:: Problem to solve ::
Report back each line of the data that contains the word "below".

:: Excerpted data ::
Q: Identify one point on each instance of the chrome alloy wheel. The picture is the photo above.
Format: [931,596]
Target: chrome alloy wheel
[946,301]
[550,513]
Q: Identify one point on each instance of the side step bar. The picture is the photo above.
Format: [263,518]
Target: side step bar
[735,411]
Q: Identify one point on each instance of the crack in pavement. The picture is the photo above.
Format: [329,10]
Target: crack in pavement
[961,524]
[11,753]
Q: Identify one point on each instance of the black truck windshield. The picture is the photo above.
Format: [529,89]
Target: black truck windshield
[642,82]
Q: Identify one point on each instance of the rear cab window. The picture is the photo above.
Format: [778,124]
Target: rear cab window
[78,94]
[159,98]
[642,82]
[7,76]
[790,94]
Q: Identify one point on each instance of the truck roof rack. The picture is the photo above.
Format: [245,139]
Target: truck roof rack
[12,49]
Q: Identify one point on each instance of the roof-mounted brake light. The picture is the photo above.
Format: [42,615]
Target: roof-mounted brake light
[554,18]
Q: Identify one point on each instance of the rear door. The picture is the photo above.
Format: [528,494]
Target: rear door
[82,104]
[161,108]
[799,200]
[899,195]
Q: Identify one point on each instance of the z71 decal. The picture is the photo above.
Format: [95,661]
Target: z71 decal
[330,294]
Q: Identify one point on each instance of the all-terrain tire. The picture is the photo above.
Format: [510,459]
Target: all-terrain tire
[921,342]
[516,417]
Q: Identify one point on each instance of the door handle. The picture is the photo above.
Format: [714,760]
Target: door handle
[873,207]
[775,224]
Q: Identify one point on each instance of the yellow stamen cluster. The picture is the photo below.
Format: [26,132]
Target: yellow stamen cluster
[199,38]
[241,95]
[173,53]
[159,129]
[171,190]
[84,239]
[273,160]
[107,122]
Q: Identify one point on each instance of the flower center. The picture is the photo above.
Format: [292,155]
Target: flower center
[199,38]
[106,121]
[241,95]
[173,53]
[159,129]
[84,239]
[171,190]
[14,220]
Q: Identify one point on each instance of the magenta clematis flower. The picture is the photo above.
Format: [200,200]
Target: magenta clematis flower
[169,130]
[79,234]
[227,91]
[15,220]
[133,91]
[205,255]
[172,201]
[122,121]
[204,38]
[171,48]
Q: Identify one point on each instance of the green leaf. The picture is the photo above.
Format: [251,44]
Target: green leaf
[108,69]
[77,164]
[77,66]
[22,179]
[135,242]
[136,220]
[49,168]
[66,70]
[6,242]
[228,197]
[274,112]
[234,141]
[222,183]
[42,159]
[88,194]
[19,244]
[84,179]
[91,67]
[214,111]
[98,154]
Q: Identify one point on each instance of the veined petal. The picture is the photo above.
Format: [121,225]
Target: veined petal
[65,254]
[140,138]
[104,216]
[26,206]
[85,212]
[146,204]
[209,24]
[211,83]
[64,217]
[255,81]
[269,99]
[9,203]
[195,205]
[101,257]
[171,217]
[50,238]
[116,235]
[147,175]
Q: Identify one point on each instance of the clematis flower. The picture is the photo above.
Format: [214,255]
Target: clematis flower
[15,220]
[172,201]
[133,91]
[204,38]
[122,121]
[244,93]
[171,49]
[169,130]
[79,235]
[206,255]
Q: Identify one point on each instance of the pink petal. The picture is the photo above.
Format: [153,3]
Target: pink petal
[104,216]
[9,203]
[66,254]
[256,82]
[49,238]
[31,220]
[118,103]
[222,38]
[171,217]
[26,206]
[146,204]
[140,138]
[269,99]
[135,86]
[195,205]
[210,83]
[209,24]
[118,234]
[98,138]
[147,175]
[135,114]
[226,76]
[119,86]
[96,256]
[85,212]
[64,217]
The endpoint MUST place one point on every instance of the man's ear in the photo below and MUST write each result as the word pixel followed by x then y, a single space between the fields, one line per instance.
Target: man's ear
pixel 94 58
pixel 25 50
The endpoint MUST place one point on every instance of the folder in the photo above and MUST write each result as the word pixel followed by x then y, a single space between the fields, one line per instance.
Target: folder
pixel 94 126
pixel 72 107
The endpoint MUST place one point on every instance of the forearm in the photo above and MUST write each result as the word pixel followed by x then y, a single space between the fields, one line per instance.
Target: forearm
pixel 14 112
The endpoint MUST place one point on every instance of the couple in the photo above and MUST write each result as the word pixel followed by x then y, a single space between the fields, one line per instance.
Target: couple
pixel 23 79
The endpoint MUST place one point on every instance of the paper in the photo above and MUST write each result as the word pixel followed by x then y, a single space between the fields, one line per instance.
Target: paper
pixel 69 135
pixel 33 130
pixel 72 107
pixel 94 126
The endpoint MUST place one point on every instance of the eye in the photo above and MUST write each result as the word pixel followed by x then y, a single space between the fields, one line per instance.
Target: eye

:: Solution for this exercise ::
Q: Identify one point on each instance of the yellow stamen cluster. The picture is the photo below.
The endpoint MUST place one point on every instance of the man's ear in the photo below and MUST write each result as the word pixel followed by x then y, a single space between the fields, one line per instance.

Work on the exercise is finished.